## Sayfa Alıntısı:

CAVİT ÇAĞLAR

 






Davutpaşa 1926 tarihinde bir yenilenme senesi olan ve imrenilesi bir takım yarattığımız 1964-65 mevsiminde, ilk onbire pek giremeyen, hep yedeklerde kalan ve karşılaşmaları cin gözleriyle  çamurlu bakımsız taş türbünlerden izleyen Genç Cavit’in, yetmişli yılların ikinci yarısında, Bana milliyetçiler cinayet işliyor dedirtemezsiniz, özdeyişiyle hepimizin belleklerimizde yer etmiş, 1965-1993 yılları arasında defalarca başbakanlık görevini üstlenmiş, 1993 ile 2000 arasında da dokuzuncu cumhurbaşkanı olarak siyasi tarihimiz içinde önemli ve benzersiz bir yer işgal etmiş Süleyman Demirel’in sağ kolu, manevi oğlu Cavit Çağlar olduğunu sanıyorum Cumhur Değer dışında az kişi biliyor olmalı kulübümüzde. Çünkü  Fındıkzade’nin koca kafalı acar kedilerinin bile çoğu habersiz bu durumdan!
 
11 Aralık 1964 Milliyet gazetesinde göze çarpan bir haberi ilkin paylaşayım Portal okurlarıyla. Takımımızın topçularından Cavit Çağlar’ın idari tedbir kararıyla ceza heyetine gönderildiğini yazıyor kısacık haber. Hayır, hayır, banka borçları nedeniyle değil bu! Çağlar henüz 20 yaşlarında çünkü. Ticareti öğrenme aşamasında bir genç.

## Yapılması Gerekenler:
**A.** Cavit Çağlar yazısına göre 11 Aralık 1964 tarihli Milliyet haberi, Cavit Çağlar'ın hangi kararla nereye gönderildiğini bildiriyor?
**B.** Cavit Çağlar yazısında, Çağlar'ın ceza heyetine gönderilmesinin banka borçlarıyla ilgili olmadığı hangi gerekçeyle açıklanıyor?
**C.** Cavit Çağlar yazısını kaldığı yerden sürdürün.
Satırlar başka bir kaynaktan alınmıştır.

## Verilen Satırlar:
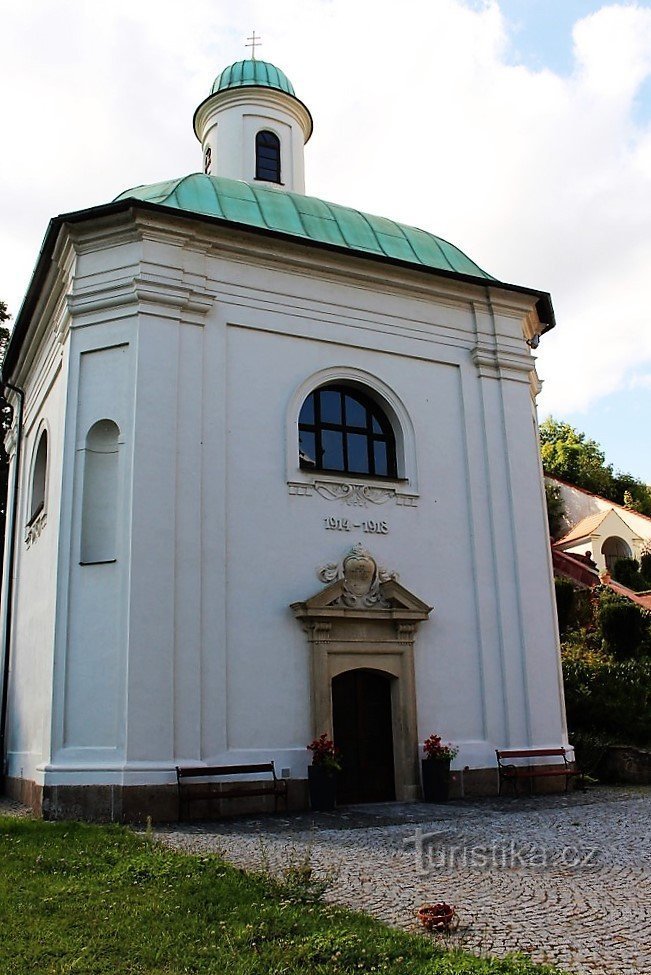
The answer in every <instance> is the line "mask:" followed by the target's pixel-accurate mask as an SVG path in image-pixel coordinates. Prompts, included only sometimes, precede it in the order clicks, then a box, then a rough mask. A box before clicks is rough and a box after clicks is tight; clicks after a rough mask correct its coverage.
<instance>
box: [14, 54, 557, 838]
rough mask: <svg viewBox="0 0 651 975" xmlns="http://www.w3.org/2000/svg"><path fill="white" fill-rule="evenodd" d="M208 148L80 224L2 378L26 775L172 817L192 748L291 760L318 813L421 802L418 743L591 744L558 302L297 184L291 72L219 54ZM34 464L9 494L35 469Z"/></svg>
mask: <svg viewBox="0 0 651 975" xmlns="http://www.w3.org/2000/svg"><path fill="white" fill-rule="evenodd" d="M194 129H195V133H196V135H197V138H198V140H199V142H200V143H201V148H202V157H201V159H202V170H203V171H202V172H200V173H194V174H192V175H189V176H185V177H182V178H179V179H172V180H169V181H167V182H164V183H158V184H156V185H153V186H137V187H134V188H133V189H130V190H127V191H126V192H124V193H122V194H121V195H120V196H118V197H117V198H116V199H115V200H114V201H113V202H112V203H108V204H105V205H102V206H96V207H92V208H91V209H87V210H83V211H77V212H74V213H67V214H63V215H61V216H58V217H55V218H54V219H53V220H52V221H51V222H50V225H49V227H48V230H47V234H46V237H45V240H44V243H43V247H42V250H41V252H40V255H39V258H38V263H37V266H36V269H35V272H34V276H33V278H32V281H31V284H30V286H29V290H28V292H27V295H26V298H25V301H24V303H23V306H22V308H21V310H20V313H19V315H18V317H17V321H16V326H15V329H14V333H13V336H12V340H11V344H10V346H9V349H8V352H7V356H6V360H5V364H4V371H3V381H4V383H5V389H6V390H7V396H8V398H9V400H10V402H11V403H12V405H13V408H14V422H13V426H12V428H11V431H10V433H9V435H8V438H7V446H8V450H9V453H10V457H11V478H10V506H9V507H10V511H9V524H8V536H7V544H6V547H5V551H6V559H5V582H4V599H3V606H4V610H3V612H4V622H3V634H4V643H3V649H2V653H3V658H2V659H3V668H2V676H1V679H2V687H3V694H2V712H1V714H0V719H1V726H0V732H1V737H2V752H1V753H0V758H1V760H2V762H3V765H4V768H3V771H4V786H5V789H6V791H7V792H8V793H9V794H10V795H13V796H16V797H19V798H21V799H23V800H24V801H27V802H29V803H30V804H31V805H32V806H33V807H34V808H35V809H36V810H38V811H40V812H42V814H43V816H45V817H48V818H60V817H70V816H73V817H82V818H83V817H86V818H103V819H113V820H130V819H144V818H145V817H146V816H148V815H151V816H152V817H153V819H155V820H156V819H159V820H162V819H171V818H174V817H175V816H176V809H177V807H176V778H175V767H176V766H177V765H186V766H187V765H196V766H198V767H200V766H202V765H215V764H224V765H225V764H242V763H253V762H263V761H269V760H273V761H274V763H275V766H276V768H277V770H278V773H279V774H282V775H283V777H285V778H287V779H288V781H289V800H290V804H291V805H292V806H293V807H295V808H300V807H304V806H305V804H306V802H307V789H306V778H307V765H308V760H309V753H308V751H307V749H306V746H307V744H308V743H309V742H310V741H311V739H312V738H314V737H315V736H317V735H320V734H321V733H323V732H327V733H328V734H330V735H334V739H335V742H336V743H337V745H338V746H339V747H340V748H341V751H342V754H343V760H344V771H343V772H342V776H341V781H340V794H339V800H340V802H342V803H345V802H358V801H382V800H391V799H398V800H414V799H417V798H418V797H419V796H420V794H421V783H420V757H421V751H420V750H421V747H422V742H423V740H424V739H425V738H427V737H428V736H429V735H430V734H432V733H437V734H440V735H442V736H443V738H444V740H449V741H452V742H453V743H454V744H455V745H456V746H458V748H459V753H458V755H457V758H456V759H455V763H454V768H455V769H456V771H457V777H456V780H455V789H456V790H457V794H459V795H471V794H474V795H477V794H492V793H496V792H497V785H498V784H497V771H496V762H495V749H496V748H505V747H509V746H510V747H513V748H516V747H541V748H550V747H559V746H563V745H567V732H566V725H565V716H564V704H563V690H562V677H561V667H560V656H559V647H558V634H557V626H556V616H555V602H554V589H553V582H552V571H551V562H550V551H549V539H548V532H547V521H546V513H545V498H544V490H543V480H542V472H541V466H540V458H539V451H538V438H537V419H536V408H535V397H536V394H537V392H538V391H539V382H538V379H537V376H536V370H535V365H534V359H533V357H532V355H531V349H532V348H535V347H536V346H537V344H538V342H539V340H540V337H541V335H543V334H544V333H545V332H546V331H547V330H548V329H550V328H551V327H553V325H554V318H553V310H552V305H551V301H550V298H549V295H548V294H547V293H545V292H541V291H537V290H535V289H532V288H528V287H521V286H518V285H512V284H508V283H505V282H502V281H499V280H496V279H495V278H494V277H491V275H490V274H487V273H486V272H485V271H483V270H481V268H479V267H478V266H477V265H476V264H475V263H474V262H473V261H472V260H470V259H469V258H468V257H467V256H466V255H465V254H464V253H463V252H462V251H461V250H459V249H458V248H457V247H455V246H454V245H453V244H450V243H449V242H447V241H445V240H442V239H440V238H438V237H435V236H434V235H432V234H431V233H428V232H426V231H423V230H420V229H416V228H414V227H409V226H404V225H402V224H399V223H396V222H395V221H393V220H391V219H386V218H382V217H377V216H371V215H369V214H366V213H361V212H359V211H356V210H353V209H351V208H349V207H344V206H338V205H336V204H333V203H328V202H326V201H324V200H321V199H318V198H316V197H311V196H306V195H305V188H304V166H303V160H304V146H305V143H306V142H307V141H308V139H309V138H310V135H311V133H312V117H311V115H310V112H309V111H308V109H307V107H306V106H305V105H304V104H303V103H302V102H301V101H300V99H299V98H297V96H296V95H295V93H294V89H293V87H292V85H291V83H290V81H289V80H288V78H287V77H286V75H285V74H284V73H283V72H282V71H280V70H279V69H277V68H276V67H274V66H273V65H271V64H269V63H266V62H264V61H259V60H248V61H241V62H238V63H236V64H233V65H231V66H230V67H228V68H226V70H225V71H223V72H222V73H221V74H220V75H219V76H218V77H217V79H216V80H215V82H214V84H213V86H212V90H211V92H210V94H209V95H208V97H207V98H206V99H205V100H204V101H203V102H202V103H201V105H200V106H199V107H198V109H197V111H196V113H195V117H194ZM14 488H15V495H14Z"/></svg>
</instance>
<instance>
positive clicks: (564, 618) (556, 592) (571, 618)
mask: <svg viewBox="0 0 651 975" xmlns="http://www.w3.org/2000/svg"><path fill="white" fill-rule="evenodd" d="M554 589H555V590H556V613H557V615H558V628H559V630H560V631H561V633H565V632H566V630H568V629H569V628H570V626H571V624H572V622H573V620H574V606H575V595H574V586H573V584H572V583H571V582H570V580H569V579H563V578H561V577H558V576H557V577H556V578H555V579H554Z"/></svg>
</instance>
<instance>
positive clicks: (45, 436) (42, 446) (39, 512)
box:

## Görev Yanıtları:
**A.** İdari tedbir kararıyla ceza heyetine gönderildiğini bildiriyor.

**B.** Çağlar o tarihte henüz 20 yaşlarındadır. Ticareti öğrenme aşamasında bir gençtir.

**C.**
 
Çağlar’ın ailesiyle birlikte İstanbul’a gelmesi 1963 senesinde. Tekstil sektörünün kalbinin attığı Sultanhamam’a hemen ayak bastığını anımsarsak ve dönemin Davutpaşa yönetiminin önemli adları olan Başkan Müfit Değer ve Ömer İpek gibi tekstilcilerin dükkanlarının da bu semtte olduğunu göz önüne alırsak Çağlar-Davutpaşa 1926 bağlantısını kurmak kolaylaşıyor. Genç Cavit tekstil işine ilk adımlarını ürkekçe atarken deneyimli Davutpaşalı abilerinin gözüne girmiş ve kendini sevdirmiş olmalı. Böylece bir yandan mesleğinin püf noktalarını öğrenirken, sağlam kafa sağlam vücutta bulunur diyerek ailemizin takımında küçük de olsa bir yer edinmiş olmalı.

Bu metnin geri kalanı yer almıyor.